Document section
'''

My journey took a dramatic turn for the better after letting these words drench my soul.  From that day onward, I got up and started each day by looking at what I did have - the love of Jesus, of my family, and of my friends.  I could see the blessings now.  These angels were ordinary people who served an extraordinary God, and they showered me with not only love but with flowers and meals and ears that listen and trips to appointments and movies and books and laughter and housecleaning escapades and chocolate and candles and pedicures and massages and coffee and prayers of encouragement and healing and silence when I needed it. 
 
There is no small blessing.  NONE!  I am so thankful for each and every one of these angels and for their gifts to me.  These blessings are the memories I cherish from this journey.  These blessings and the love that surrounded them saved me.  If you were one of these angels, I thank you for showering me with God's love.
 
Each day is vibrantly alive
with the "little" glories of God,
and shamed am I in admitting
a dullness which has caused me great loss -
that I am too often not wary
of golden treasure scattered all about me
and my eyes are unfortunately focused
on something other than what I was meant to see . . .
 
fragrant roses, a fuchsia glory  
standing regally in cut plastic on my front porch . . .
a roast, potatoes, carrots,
chocolate pie on a day that was worse than most . . .
Saturday afternoon, lunch, visiting a nursery,
cool drink, great view, relaxing talk . . .
finding in my mailbox, a pink bandana
left by a friend who'd completed a long 5k walk . . .
ears so quick to listen
to the lunatic ravings of fear . . .
hearts so lovingly creative . . .
hands, so full, so near . . .
 
These were but visible signs 
of love for me -
mighty, flesh-and-blood mirrors
reflective of divine glory.
Hopefully, I am of the teachable sort
and can learn to truly see
the value in little, gigantic things.
Nothing is too small to contain a golden mystery.
~October 7, 2004 
 
 
 
 



Thursday, February 19, 2015

Prayer Isn't Only Words

It is never a light thing to press towards the innermost place of His sanctuary.
Put off thy shoes; It is holy ground.
~ Amy Carmichael
 
One of the most popular topics of discussion for teachers, authors, and theologians is prayer.  Even though everyone agrees that we should pray, we still have questions.  How does prayer work?  How do we pray?  Do our prayers really matter?  What should our prayers be composed of - praise, gratitude/thankfulness, requests for needs, intercession, begging/pleading/cutting deals, whining/complaining, questions asking why, last minute cries for help?  Do we even really need to ask since He already knows our needs?
 
Most people approach prayer as language/conversation, and it is.  However, as I grow older, my prayers seem to be starting in a different place than language.  I find that prayer is more of a positioning of myself, a placement of myself in the hands of the Maker of all.
 
Patricia Hampl uses this analogy.  Picture a stream flowing down a mountainside.  God is on top of the mountain; all of our concerns are downstream at the bottom of the mountain where all of the boulders and silt are.

'''

Tasks for this exercise
• A. Answer these questions from the devotional text:
(i) What date appears beneath the poem?
(ii) Whose words are quoted under the heading "Prayer Isn't Only Words"?
(iii) In Patricia Hampl's analogy, where is God?
• B. Carry the devotional text forward from its final sentence, in the same voice.

Referring-expression pointing data
'''

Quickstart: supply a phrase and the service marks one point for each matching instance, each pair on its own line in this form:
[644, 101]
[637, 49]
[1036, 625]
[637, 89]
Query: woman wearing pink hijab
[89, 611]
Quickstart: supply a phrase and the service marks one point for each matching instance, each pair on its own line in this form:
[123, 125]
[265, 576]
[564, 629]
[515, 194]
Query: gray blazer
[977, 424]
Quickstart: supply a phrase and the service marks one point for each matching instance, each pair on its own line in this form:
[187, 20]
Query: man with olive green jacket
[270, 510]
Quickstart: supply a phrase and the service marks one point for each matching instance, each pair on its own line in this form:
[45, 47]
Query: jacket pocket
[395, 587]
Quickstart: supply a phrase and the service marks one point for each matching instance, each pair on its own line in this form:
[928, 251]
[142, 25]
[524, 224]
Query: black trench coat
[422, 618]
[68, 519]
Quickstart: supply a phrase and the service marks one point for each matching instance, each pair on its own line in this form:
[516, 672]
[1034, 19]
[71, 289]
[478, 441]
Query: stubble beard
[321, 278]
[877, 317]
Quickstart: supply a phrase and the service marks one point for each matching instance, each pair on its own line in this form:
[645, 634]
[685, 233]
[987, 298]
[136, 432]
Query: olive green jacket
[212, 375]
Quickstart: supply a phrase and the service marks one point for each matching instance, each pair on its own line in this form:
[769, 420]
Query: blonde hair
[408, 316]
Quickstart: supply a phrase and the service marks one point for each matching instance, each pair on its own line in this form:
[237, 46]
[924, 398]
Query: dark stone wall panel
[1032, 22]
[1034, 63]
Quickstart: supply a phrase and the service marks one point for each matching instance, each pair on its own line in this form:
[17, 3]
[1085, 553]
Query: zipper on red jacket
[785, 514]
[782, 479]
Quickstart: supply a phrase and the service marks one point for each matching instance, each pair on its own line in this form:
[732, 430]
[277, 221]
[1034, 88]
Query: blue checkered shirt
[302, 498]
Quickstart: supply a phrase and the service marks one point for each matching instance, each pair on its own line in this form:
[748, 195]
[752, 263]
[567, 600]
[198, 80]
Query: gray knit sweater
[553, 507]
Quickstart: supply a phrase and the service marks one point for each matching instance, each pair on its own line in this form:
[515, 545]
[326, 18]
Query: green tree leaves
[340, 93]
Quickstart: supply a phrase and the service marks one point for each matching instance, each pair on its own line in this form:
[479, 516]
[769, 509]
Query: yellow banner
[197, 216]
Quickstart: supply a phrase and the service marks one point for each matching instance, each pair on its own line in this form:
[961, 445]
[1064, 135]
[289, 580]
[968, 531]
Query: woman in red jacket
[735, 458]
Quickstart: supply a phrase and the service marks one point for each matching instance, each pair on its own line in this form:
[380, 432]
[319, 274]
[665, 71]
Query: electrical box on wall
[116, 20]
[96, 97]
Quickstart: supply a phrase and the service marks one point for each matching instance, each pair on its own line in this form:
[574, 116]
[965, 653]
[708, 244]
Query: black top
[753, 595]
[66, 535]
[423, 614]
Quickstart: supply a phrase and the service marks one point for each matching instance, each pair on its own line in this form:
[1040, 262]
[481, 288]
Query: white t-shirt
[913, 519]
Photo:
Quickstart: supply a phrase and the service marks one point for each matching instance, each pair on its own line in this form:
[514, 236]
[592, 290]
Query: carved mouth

'''

Responses in order
• A.
(i) October 7, 2004
(ii) Amy Carmichael
(iii) On top of the mountain

• B.
 
When I approach prayer as just language/conversation, I am starting downhill instead of starting where the stream begins.  If I approach God upstream at the top of the mountain, my perspective changes.  What I see first is Him and His love and mercy and grace and goodness to us all.  Up there I see who I really am and how little my concerns might be in light of Him who is Lord of all.  When I can remember to start upstream, I place my attention on the one who is Lord of all that is or isn't.  
 
I believe this is what the psalmist was encouraging us to do in Psalm 46: 8-11 [Message].
 
Attention all!
See the marvels of God!
Step out of the traffic!
Take a long, loving look at Me, your High God above everything.
 
We have been given an awesome invitation.  "Come.  Behold the works of God.  Be still, cease striving and know that I am God.  I will be exalted."
 
Our lives are so busy that sometimes this invitation gets lost on the buffet along with all of the other reminders of things to do.  Yet, this act of prayer is what gives me life and purpose and identity.  Therefore, I must carve out a place for this stillness.  I cannot wait until I have some free time.  This must be a priority, for this is nourishment for my soul without which I will just simply exist and not thrive or be alive.
 
Philip Yancey says that stillness comes before the "knowing."  In other words, I must be still, be quiet to see the mystery and be otherworldly.  I must be still to simply be.
 
This stillness gives me focus.  As I focus on Him and all that He is, "the things of earth grow strangely dim" and my problems don't seem as big as they once were.  Here my vision is the long view of things, eternity's view.
 
Isaiah 30:15 [ESV] 
Thus said the Lord God, the Holy One.
"In returning (in turning back to me) and rest (stop your own silly efforts)
you shall be saved.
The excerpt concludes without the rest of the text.